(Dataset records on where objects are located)
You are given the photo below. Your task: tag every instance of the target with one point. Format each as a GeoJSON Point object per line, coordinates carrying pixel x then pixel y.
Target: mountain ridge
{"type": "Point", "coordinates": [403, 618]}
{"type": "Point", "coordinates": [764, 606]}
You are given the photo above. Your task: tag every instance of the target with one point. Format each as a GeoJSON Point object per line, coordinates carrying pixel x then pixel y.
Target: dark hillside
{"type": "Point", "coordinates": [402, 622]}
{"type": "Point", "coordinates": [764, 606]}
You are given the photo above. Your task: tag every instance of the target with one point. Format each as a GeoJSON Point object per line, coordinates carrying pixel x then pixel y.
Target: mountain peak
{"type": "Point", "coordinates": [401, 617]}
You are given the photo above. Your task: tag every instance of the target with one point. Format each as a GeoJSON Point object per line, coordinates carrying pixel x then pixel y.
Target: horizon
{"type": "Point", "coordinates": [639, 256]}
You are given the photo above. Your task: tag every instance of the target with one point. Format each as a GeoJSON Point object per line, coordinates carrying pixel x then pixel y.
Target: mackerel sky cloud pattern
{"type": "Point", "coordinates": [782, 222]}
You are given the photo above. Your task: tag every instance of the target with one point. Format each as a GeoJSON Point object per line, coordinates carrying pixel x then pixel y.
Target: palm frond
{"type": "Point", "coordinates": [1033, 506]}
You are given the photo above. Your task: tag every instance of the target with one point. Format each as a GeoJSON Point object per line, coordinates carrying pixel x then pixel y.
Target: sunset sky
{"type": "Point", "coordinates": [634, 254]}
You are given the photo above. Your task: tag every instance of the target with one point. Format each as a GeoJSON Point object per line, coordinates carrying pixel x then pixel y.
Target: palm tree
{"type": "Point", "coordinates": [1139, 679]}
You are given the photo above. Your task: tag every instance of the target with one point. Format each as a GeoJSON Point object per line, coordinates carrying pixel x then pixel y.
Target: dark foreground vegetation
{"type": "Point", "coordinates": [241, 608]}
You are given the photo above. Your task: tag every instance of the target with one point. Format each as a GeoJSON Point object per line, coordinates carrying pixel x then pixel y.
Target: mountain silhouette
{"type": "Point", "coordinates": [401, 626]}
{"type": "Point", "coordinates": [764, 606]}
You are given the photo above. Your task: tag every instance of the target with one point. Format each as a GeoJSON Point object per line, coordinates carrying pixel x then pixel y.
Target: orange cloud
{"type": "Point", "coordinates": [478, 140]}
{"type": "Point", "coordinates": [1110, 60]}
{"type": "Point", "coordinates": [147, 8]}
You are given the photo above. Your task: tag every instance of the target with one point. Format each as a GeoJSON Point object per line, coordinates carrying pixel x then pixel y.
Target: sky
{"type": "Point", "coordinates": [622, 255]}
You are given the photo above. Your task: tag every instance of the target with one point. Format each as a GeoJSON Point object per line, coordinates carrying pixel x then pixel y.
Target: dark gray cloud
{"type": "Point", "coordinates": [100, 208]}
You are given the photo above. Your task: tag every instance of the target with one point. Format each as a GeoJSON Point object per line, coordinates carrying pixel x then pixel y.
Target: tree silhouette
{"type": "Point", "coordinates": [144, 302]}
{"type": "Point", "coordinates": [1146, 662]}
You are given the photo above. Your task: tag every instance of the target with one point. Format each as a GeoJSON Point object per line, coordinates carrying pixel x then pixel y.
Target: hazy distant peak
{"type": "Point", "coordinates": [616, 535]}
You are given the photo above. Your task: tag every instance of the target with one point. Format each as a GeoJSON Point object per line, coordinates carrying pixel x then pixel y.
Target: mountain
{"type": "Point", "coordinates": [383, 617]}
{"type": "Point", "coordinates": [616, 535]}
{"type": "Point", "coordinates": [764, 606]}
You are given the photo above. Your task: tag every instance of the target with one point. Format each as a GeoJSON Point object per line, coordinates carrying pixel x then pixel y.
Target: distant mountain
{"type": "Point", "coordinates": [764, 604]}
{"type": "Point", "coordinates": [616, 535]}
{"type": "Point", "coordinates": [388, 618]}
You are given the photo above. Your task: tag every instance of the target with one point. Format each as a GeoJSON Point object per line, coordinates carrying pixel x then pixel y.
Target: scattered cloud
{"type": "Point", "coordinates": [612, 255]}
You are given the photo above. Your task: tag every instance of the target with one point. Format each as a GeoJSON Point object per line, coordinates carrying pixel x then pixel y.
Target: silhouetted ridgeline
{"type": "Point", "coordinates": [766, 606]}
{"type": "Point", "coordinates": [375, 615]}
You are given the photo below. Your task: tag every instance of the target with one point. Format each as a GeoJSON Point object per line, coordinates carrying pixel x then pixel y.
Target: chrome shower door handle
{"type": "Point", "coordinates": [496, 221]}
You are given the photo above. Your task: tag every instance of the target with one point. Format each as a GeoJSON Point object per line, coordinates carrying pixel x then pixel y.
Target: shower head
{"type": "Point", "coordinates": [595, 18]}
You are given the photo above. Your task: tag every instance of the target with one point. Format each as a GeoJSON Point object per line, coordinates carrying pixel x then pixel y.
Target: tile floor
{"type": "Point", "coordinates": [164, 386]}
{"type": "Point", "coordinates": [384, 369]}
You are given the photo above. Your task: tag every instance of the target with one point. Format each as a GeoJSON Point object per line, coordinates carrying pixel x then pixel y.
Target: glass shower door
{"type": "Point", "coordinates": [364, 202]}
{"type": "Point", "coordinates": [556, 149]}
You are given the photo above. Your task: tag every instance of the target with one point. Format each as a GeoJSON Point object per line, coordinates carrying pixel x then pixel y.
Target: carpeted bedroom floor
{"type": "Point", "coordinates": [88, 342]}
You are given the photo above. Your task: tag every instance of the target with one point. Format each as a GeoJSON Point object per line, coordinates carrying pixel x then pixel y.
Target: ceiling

**EXERCISE DESCRIPTION:**
From the records above, select every line that contains the word "cloud" and copy each one out.

**CORRECT RESPONSE:**
Target: mackerel sky cloud pattern
Target: orange cloud
Target: dark gray cloud
Target: scattered cloud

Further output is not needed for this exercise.